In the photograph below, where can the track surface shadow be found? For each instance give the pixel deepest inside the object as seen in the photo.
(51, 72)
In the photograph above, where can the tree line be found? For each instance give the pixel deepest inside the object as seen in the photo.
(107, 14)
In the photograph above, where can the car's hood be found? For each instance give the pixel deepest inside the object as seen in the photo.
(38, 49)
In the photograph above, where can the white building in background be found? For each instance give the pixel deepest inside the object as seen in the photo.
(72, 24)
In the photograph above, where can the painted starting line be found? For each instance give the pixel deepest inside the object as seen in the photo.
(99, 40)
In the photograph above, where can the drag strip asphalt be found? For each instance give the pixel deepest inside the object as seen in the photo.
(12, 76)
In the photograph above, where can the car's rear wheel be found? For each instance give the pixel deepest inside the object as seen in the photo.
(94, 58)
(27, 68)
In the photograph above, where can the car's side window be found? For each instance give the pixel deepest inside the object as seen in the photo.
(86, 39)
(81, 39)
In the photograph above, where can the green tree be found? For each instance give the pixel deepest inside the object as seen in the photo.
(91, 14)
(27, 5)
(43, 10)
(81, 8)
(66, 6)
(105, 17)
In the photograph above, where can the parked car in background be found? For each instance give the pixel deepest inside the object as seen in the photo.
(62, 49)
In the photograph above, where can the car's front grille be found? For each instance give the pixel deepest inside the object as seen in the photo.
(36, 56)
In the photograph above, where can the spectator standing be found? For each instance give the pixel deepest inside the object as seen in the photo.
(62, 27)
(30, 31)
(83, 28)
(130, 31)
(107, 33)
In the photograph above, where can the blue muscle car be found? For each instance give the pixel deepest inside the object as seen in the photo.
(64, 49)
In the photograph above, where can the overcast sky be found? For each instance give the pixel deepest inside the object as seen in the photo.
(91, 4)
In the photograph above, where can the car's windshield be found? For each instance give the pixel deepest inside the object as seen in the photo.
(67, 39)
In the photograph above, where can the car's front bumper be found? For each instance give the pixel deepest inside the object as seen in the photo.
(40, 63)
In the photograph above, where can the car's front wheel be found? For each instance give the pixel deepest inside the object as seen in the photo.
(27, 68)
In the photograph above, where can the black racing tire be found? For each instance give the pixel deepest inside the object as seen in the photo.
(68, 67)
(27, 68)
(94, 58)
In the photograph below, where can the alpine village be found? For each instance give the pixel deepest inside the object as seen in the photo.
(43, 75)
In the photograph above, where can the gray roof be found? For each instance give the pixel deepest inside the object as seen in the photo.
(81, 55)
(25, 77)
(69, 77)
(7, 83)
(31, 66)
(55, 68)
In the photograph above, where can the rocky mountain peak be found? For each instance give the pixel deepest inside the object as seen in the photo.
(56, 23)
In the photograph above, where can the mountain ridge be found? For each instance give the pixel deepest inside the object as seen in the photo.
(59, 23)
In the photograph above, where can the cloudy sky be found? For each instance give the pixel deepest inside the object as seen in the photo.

═══

Every line from the one with "In the photograph above, where can the mountain" to the end of the records above should be returned exactly, and no other lines.

In the photograph above, where can the mountain ridge be found? For each instance give the pixel deepest inside the object as seen in the photo.
(59, 23)
In the photograph above, where can the cloudy sky be found? For each instance give the pixel deepest inside the object as seen in the photo.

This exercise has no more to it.